WORK ORDER:
Sort through the entries below and pull out lines containing the word "jersey".

EXTRACTED DATA:

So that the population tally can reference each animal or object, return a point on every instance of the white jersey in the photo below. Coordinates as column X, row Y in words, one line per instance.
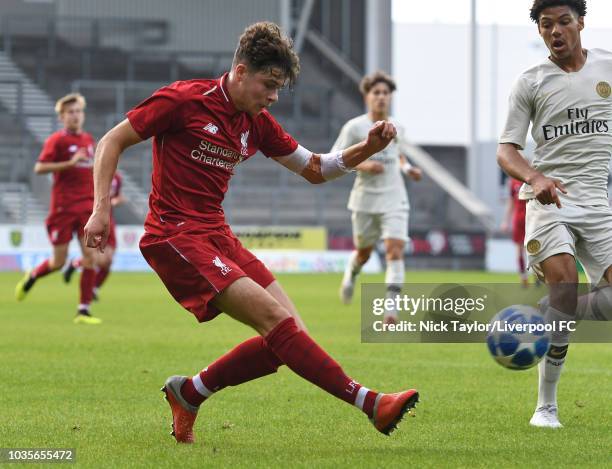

--

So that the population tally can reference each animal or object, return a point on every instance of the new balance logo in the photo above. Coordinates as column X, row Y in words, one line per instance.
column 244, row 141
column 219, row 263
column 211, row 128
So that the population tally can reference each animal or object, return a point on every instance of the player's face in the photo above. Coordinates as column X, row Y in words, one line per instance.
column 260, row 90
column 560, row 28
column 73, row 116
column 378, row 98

...

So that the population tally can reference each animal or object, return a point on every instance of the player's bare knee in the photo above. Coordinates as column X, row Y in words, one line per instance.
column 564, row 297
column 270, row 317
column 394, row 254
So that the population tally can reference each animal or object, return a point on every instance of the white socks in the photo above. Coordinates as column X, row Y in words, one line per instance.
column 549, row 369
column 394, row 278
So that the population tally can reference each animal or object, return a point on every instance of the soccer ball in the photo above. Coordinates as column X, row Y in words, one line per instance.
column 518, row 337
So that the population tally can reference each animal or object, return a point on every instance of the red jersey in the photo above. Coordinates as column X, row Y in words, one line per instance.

SOLUTION BELOW:
So that the population tally can reference each animal or object, return a point on every instance of the white jersey in the photo below. Coordinates as column X, row Y in words, one line per instance.
So that the population tally can reference each animal or object, return a point on every instance of the red jersey in the photo above. Coordinates as column X, row Y in words, one line per instance.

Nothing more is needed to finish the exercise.